Exercise prompt:
Your reply should consist of the listing, copied exactly.

○ ○ ○ ○

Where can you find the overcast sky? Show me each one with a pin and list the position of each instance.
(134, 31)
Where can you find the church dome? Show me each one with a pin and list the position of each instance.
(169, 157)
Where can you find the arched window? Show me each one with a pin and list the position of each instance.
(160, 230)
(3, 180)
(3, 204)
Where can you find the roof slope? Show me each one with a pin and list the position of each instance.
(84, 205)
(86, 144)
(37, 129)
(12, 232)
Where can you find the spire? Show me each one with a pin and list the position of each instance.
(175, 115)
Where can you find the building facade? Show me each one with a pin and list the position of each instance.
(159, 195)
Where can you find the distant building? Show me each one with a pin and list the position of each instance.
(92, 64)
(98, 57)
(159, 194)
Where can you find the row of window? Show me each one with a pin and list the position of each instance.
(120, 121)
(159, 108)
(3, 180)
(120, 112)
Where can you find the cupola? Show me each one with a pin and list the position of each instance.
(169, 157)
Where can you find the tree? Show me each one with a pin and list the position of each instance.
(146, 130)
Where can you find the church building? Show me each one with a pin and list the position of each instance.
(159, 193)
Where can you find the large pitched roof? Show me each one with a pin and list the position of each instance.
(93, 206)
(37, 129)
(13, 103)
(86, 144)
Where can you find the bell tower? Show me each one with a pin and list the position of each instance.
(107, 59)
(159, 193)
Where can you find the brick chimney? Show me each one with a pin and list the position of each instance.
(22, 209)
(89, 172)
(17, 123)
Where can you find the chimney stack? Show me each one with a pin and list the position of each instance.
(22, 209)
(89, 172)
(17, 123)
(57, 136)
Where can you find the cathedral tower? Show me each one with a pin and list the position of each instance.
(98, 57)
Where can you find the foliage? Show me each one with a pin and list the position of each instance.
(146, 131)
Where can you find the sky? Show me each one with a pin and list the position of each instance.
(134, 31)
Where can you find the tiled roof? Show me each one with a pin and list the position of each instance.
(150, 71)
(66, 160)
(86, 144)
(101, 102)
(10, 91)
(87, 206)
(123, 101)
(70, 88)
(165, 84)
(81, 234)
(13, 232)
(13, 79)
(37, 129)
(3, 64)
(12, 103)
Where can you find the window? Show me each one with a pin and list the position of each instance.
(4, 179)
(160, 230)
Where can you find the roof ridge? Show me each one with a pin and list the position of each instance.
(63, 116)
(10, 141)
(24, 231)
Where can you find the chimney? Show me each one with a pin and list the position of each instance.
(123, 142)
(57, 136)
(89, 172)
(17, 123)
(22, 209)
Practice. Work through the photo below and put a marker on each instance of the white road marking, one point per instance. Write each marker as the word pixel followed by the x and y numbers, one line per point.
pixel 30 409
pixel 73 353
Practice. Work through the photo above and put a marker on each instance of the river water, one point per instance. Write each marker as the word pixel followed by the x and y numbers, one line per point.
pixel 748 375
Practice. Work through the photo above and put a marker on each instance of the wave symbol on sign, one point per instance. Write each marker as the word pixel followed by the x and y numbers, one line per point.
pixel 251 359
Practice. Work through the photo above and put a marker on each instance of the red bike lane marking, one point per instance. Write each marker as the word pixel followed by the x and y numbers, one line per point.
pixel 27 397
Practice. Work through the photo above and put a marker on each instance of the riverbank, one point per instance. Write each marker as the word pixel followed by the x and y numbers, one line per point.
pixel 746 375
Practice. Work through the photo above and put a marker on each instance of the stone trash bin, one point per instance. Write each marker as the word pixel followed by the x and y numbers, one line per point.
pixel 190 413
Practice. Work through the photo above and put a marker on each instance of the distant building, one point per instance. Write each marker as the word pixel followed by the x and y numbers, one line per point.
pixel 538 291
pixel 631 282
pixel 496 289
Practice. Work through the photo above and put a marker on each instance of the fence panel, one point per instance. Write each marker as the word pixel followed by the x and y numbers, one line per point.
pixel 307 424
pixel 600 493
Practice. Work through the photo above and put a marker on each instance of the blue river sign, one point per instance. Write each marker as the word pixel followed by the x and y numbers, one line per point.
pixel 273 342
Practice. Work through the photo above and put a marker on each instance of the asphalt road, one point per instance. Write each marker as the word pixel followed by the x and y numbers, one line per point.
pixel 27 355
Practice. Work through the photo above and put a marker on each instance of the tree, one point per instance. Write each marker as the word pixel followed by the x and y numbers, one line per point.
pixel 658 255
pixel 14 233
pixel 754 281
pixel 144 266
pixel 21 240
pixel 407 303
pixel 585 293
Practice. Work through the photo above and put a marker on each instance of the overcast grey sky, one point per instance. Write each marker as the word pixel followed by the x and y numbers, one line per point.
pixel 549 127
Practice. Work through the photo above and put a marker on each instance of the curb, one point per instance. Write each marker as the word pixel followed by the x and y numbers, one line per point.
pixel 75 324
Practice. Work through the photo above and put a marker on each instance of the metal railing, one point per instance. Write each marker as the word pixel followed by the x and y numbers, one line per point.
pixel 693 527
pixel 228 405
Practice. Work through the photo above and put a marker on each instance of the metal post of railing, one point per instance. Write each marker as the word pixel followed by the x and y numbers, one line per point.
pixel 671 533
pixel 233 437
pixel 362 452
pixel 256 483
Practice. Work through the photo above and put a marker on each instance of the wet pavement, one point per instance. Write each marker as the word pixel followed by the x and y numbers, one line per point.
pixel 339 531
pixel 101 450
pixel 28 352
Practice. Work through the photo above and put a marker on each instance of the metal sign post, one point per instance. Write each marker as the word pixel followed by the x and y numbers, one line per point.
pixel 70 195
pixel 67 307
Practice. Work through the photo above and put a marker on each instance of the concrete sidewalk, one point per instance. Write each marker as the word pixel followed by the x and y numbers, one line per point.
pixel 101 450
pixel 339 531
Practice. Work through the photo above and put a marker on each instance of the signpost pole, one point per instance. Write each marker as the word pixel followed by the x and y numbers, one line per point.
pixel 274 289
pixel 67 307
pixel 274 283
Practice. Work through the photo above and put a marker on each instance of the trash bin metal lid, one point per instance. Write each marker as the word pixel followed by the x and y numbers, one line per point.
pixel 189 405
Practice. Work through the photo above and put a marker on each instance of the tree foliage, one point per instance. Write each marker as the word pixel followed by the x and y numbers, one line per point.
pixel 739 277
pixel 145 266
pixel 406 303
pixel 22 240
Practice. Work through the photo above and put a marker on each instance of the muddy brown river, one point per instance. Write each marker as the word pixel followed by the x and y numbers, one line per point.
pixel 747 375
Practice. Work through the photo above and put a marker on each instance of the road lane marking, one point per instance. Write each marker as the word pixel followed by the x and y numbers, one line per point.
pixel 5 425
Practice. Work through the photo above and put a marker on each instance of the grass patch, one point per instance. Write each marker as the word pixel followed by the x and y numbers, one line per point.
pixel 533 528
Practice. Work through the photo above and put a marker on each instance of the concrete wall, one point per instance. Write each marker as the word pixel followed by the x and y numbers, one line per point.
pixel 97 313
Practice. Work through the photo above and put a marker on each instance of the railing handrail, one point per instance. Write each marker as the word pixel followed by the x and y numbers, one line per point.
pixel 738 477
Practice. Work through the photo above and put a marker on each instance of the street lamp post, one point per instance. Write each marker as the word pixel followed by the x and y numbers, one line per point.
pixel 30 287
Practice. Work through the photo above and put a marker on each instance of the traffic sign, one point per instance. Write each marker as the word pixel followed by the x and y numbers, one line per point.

○ ○ ○ ○

Answer space:
Where can you find the overcast sky? Show me each one with a pin and list the position of each instance.
(134, 31)
Where can you find the church dome? Show me each one with a pin and list the position of each instance.
(169, 157)
Where can you find the arched window? Show me each one with a pin and list the position of each instance.
(160, 230)
(3, 180)
(3, 204)
Where can you find the roof slope? Show me each one with a pin and list the position of each instance.
(84, 205)
(86, 144)
(37, 129)
(12, 232)
Where can you find the spire? Show me each one with a pin and list the position of each instance.
(175, 115)
Where can you find the building facade? Show me each one with a pin and list the position of each instance.
(159, 195)
Where can you find the distant building? Show me each one with a pin and list the position of each instance.
(92, 64)
(98, 57)
(159, 194)
Where can you find the row of window? Show me each one with a pin and list the position of each instance.
(120, 121)
(159, 108)
(3, 180)
(120, 112)
Where can you find the cupola? Show me each one with a pin and list the position of each instance.
(169, 157)
Where can you find the tree? Show me each one with a pin and list the position of each instance.
(146, 130)
Where can you find the church building? Show me each one with a pin and list the position of each instance.
(159, 193)
Where can you find the large pitched roof? Show me each one with a pin and list the position of each instance.
(93, 206)
(37, 129)
(13, 103)
(86, 144)
Where can you find the bell tower? Show me each one with a pin and list the position of each instance.
(107, 59)
(159, 193)
Where can you find the brick chimney? Show me each one with a pin and list the position of each instance.
(22, 209)
(89, 172)
(17, 123)
Where can you find the chimney stack? Show me each one with a pin and list the position of each instance.
(22, 209)
(89, 172)
(17, 123)
(57, 136)
Where can you find the cathedral tower? Show me each one with a pin and list the position of each instance.
(98, 57)
Where can you find the foliage? Show me each one with a pin and list the position of each instance.
(146, 131)
Where can you find the sky? Show me each one with a pin and list the position of each instance.
(134, 31)
Where can you find the tiled roof? Show me each one with a pin and list the position of each instance.
(150, 71)
(66, 160)
(86, 144)
(101, 102)
(10, 91)
(87, 206)
(123, 101)
(70, 88)
(165, 84)
(81, 234)
(13, 232)
(13, 79)
(37, 129)
(3, 64)
(12, 103)
Where can you find the window? Show me each one with a pin and list the position of each instance.
(4, 179)
(160, 230)
Where can you find the roof ridge? Show me each one with a pin and list the position of each instance.
(63, 116)
(10, 141)
(24, 231)
Where can you find the chimney? Show me each one with a pin and list the position of each instance.
(123, 142)
(57, 136)
(89, 172)
(17, 123)
(22, 209)
Practice. Work through the photo below and put a marker on each instance of the white road marking, one point per instance. Write each marker as the word pixel followed by the x and y numbers, one line per point.
pixel 30 409
pixel 73 353
Practice. Work through the photo above and put a marker on each instance of the river water, one point per instance. Write each marker as the word pixel followed by the x and y numbers, one line per point.
pixel 748 375
Practice. Work through the photo above and put a marker on each instance of the wave symbol on sign, one point per instance. Write each marker as the word pixel followed by the x and y numbers, one line per point.
pixel 251 359
Practice. Work through the photo above and put a marker on each instance of the red bike lane marking, one point per instance. Write each marker as the word pixel followed by the x and y numbers, one line per point.
pixel 27 397
Practice. Work through the photo above and put a marker on each instance of the riverbank, one point per instance. Write each marker as the word pixel followed by the x and y numbers, one line per point.
pixel 746 375
Practice. Work through the photo above and put a marker on each instance of the stone trash bin, one point per instance. Write each marker as the word pixel followed by the x and y numbers, one line per point.
pixel 190 413
Practice. Work through the photo above and put a marker on each instance of the distant building, one point per instance. Write each marker as the word pixel followed by the x and y numbers, one line per point.
pixel 538 291
pixel 631 282
pixel 496 289
Practice. Work through the photo above and put a marker on each instance of the fence panel, one point per instance. Write each marker as the word pixel followed by the x and y numbers, one line per point.
pixel 307 424
pixel 600 493
Practice. Work through the photo above and put a marker on each instance of the blue river sign, one point per instance. Write each marker as the word pixel followed by the x and y numbers, one line per point.
pixel 273 342
Practice. Work through the photo above and put a marker on each instance of the asphalt road, one point per instance. Write each marker as the word pixel followed by the x and y numbers, one line per point.
pixel 27 355
Practice. Work through the photo above and put a marker on each instance of the tree, one point per instance. Write each marker as the word pixel followed by the x and y numbers, one line per point.
pixel 658 255
pixel 14 233
pixel 754 281
pixel 144 266
pixel 21 240
pixel 407 303
pixel 585 293
Practice. Work through the photo above and put a marker on each instance of the overcast grey sky, one point per instance. Write each marker as the word pixel followed by the x and y numbers, one line per point.
pixel 549 127
Practice. Work through the photo above and put a marker on each instance of the curb, one point per instance. Write each marker as the word pixel followed by the x and y numbers, one line per point.
pixel 75 324
Practice. Work through the photo above and put a marker on each instance of the metal railing, one point per instance. Write each marker as the word pixel followed by the x and y numbers, one line per point.
pixel 693 527
pixel 228 405
Practice. Work through the photo above and put a marker on each instance of the metal post of railing, one point per instance. Write each marker as the word pixel followed by the x and y numbers, one line per point.
pixel 671 533
pixel 233 437
pixel 362 452
pixel 256 483
Practice. Work through the photo above and put a marker on each instance of the wet pavement, one point per instance. Write each marker as the word pixel followed by the x and y numbers, one line per point.
pixel 339 531
pixel 101 450
pixel 28 352
Practice. Work through the photo above and put a marker on each instance of the metal sign post, one point per instance. Write each marker as the word pixel followed by the x and y numbers, one line per point.
pixel 70 195
pixel 67 307
Practice. Work through the photo above and put a marker on each instance of the concrete sidewalk, one point per instance. Write each marker as the word pixel followed by the x and y numbers, one line per point.
pixel 101 450
pixel 339 531
Practice. Work through the photo above and put a marker on each instance of the signpost pole, one point per instance. Write each marker as the word pixel followed by the x and y numbers, one line per point.
pixel 274 289
pixel 67 307
pixel 274 283
Practice. Work through the photo above and put a marker on each instance of the trash bin metal lid, one point per instance. Write each marker as the word pixel followed by the x and y numbers, one line per point.
pixel 189 405
Practice. Work through the photo above and put a marker on each instance of the tree foliage, one point per instance. Write each marker as the word pixel followed by the x and y numbers, one line per point.
pixel 739 277
pixel 145 266
pixel 406 303
pixel 22 240
Practice. Work through the photo above and put a marker on each instance of the muddy brown river, one point per instance. Write each marker as the word pixel followed by the x and y numbers, one line per point.
pixel 747 375
Practice. Work through the photo above and put a marker on each instance of the road lane marking, one point per instance. Write each marker as the word pixel followed by the x and y numbers, one line per point.
pixel 5 425
Practice. Work through the photo above and put a marker on each instance of the grass patch, one point per instance. Write each marker as the word pixel followed by the x and y numbers, one line per point.
pixel 533 528
Practice. Work through the photo above and put a marker on each instance of the concrete wall, one point per instance. Write each marker as the word pixel followed by the x and y numbers, one line per point.
pixel 97 313
Practice. Work through the photo above and put a marker on each instance of the railing handrail, one point per instance. Write each marker as the word pixel followed by the x and y numbers, one line per point.
pixel 738 477
Practice. Work through the photo above and put a marker on each instance of the street lamp post, one point per instance. Write each marker as the word pixel followed by the x and y numbers, one line per point.
pixel 30 287
Practice. Work through the photo above and put a marker on each instance of the traffic sign, one point per instance. Write each marker as the word pixel followed by the x and y numbers, one line per point.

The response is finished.